TASK DESCRIPTION>
Apart from the pictures, every entry should be reproduced exactly.

SUPPLIED RECORDS>

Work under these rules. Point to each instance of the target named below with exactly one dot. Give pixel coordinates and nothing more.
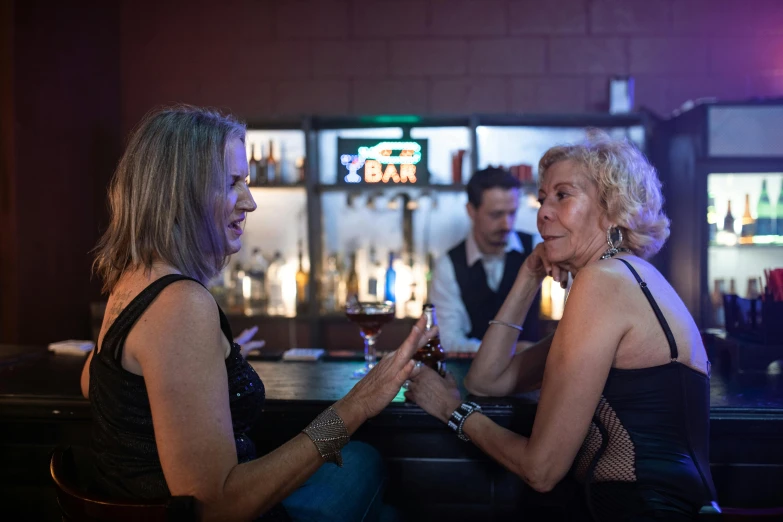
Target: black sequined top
(123, 438)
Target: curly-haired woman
(624, 380)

RESULT>
Work under these rules. Point to each instance of the target named below with exactly one dot. Give pixel coordinates and nothing more.
Target: black sequined top
(123, 438)
Target: curly-haired woman
(624, 380)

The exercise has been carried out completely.